### INFORMATION SUPPLIED:
....

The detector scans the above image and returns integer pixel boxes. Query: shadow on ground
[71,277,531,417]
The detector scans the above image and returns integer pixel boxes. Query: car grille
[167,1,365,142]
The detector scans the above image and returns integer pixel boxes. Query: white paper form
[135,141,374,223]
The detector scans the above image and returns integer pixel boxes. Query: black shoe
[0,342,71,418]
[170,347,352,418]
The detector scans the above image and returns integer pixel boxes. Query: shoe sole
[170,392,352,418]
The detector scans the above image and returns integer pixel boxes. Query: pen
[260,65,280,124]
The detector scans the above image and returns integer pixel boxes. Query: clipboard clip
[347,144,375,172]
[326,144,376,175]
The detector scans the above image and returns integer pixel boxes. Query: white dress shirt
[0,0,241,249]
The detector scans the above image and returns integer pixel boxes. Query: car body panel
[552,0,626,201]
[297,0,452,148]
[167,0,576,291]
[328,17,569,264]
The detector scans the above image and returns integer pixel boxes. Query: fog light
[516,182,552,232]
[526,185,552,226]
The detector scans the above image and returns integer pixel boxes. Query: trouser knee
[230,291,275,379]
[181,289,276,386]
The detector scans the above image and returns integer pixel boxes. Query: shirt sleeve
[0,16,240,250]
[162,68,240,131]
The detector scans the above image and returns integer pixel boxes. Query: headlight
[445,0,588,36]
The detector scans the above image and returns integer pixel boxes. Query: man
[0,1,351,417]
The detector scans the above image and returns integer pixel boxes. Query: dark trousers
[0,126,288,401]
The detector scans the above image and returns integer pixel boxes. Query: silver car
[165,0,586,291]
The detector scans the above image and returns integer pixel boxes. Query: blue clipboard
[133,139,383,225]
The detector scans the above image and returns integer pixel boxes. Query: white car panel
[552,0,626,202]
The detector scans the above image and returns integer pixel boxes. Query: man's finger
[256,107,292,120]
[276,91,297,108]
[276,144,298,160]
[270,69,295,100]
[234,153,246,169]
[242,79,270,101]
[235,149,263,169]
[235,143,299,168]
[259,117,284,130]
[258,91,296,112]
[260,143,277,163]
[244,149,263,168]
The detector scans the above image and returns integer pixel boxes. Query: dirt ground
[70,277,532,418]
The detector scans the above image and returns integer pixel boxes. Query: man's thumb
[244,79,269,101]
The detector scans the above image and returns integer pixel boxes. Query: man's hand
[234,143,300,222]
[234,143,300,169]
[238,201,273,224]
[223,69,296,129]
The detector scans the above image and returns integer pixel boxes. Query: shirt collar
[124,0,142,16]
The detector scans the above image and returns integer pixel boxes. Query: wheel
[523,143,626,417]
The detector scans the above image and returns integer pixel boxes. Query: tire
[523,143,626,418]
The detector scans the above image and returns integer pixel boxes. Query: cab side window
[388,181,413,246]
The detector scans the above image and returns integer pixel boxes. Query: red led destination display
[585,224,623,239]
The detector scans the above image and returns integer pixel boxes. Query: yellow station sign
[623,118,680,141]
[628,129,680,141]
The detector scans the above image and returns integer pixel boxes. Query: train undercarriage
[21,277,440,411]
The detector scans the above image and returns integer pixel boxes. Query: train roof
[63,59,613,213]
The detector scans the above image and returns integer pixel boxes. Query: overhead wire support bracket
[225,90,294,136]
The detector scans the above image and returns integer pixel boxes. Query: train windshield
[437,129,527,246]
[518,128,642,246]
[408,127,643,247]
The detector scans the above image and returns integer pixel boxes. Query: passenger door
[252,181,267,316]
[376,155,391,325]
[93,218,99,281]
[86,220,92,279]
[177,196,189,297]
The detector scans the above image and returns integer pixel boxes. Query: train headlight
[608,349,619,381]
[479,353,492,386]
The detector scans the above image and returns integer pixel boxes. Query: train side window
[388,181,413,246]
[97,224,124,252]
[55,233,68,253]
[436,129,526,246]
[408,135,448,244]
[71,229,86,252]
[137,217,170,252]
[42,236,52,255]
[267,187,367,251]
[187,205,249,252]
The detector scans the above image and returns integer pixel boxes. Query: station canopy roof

....

### EXERCISE DIRECTIONS:
Provide a verbatim reproduction of all the records.

### ANSWER TO THIS TASK:
The detector scans the above image and returns integer pixel boxes. Query: shadow on ground
[71,277,531,417]
The detector scans the above image and returns integer pixel boxes. Query: car grille
[167,1,365,142]
The detector scans the above image and returns integer pixel boxes. Query: white paper form
[135,141,374,223]
The detector scans the above image and returns integer pixel boxes. Query: black shoe
[0,342,71,418]
[170,347,352,418]
The detector scans the above image and returns integer pixel boxes. Query: shoe sole
[170,392,352,418]
The detector scans the above image and returns integer pixel boxes. Query: pen
[260,65,280,124]
The detector scans the above image and returns integer pixel boxes. Query: clipboard clip
[347,144,375,172]
[326,144,376,175]
The detector scans the above image and returns integer pixel boxes. Query: white dress shirt
[0,0,241,249]
The detector scans the above image and returns integer pixel boxes. Query: car body panel
[552,0,626,201]
[297,0,452,148]
[167,0,576,291]
[328,17,569,264]
The detector scans the above image and returns integer pixel boxes. Query: fog light
[516,182,552,232]
[526,185,552,226]
The detector scans the above image and returns integer pixel boxes. Query: trouser knee
[230,291,275,379]
[181,289,276,386]
The detector scans the above image and returns integer pixel boxes. Query: shirt sleeve
[0,16,240,250]
[162,68,240,131]
The detector scans the above image and returns integer pixel boxes. Query: headlight
[445,0,588,36]
The detector scans the above image and returns integer pixel boxes. Query: man
[0,1,351,417]
The detector scans the above image and returns integer pixel boxes. Query: dark trousers
[0,126,288,401]
The detector scans the above image and returns integer pixel boxes. Query: silver car
[165,0,586,291]
The detector scans the above image and returns integer pixel boxes. Query: blue clipboard
[133,139,383,225]
The detector scans the above image and returns integer pixel boxes. Query: white car panel
[552,0,626,202]
The detector scans the above image and returns integer pixel boxes. Query: man's finger
[256,107,292,120]
[276,91,297,108]
[276,144,298,160]
[270,69,295,100]
[234,153,246,169]
[242,79,270,101]
[235,149,263,169]
[235,143,299,168]
[259,117,284,130]
[258,91,296,112]
[260,143,277,163]
[244,149,263,168]
The detector scans the above image and returns integer pixel boxes. Query: dirt ground
[70,277,532,418]
The detector scans the above image and returns integer pixel boxes. Query: man's thumb
[244,79,269,101]
The detector scans the above image and returns integer pixel boxes. Query: man's hand
[234,143,300,222]
[234,143,300,169]
[238,201,273,224]
[223,69,296,129]
The detector scans the above image and returns integer pixel boxes. Query: shirt collar
[124,0,142,16]
The detector scans the above image and returns integer pixel boxes. Query: wheel
[523,143,626,417]
The detector scans the above image and returns integer pixel boxes. Query: tire
[523,143,626,418]
The detector scans the above image and returns integer pixel boxes. Query: cab side window
[388,181,413,246]
The detector scans the above image and returns integer pixel boxes. Query: red led destination display
[585,224,623,239]
The detector scans the above image and returns integer pixel boxes. Query: yellow station sign
[623,118,680,141]
[628,129,680,141]
The detector scans the above image and returns integer pixel boxes. Query: train undercarriage
[21,277,440,411]
The detector scans the above image and returns integer pixel boxes. Query: train roof
[63,59,613,213]
The detector scans the above image and returns integer pixel boxes. Query: overhead wire support bracket
[225,90,294,136]
The detector scans the above image and returns integer pixel boxes. Query: train windshield
[437,129,527,246]
[518,128,642,246]
[408,127,643,247]
The detector scans the above image and returns integer pixel boxes. Query: passenger door
[252,181,267,316]
[376,155,391,325]
[93,218,99,281]
[86,220,92,279]
[177,196,189,297]
The detector scans the above image and returns integer pixel boxes. Query: train headlight
[608,349,619,381]
[479,353,492,386]
The detector scans the above image and returns integer pixel boxes. Query: train side window
[388,181,413,246]
[97,224,124,252]
[55,233,68,253]
[436,129,526,246]
[408,135,448,244]
[71,229,86,252]
[137,217,170,252]
[42,236,52,255]
[267,187,367,251]
[187,205,249,252]
The detector scans the above image and returns integer pixel boxes. Query: station canopy roof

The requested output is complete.